- [Work instructions]: List each line in the listing below that contains the string "black". Matches must have the same capitalization.

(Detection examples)
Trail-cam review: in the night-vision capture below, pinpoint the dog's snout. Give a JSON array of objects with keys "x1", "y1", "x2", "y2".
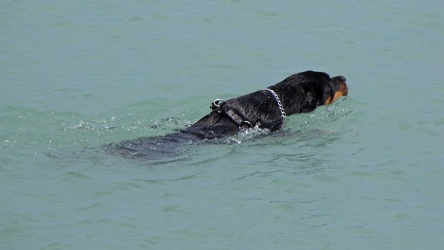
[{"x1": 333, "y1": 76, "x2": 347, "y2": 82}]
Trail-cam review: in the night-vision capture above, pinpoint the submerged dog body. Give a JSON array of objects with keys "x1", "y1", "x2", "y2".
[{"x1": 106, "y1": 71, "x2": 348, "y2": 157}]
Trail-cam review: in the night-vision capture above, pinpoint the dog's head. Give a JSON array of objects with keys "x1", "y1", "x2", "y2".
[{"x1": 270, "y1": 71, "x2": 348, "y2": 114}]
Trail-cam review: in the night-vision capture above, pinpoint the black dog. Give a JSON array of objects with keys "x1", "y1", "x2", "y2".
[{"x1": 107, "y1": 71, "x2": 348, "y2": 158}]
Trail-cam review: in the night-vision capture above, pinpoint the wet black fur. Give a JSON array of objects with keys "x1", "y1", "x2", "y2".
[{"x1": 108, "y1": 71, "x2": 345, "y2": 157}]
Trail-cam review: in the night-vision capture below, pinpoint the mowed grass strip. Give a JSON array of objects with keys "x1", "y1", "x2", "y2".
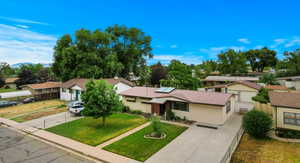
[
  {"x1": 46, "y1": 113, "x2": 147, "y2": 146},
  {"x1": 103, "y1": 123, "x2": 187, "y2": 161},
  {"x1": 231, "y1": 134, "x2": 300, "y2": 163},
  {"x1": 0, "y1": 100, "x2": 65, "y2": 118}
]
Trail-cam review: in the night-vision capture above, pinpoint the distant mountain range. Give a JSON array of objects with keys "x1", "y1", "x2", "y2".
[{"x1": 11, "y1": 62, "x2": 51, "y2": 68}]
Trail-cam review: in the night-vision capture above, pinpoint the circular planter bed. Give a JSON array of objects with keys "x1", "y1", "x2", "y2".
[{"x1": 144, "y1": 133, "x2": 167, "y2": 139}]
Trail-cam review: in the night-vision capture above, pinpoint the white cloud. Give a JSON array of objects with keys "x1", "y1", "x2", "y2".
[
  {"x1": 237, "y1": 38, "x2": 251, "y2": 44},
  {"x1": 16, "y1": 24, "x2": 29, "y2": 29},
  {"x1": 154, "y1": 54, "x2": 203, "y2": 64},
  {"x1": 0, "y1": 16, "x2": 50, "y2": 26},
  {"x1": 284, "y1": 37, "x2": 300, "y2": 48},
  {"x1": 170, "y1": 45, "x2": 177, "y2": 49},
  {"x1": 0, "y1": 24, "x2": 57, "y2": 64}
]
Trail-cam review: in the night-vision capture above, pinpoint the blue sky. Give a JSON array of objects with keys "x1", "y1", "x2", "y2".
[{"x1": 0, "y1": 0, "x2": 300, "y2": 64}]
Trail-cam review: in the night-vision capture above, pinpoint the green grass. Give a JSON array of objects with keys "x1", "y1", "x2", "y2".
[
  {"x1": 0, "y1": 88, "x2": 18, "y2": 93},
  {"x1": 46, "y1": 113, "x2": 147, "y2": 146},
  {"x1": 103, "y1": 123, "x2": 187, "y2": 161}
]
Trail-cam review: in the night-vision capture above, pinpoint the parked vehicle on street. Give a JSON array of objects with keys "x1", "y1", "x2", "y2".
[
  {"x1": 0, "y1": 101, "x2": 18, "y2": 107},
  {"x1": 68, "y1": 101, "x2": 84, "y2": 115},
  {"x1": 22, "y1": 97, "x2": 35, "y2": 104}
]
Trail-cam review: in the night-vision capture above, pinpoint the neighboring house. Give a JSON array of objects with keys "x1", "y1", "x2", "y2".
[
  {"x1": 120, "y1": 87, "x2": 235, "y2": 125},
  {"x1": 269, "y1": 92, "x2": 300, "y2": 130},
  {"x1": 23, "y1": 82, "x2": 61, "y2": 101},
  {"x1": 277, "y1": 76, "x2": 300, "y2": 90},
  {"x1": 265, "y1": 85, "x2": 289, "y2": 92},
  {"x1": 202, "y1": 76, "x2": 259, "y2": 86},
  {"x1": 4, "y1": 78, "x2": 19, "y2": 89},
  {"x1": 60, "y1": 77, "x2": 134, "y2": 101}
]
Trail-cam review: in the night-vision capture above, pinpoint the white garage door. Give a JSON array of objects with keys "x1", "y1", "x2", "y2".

- [Solution]:
Trail-cam review: in the night-vision capture above, pinpoint the black dog. Give a JSON array of objects with keys "x1", "y1", "x2", "y2".
Trail-cam review: in the night-vision capture above, pinpoint the wet black fur. Give a JSON array of objects with keys "x1", "y1", "x2", "y2".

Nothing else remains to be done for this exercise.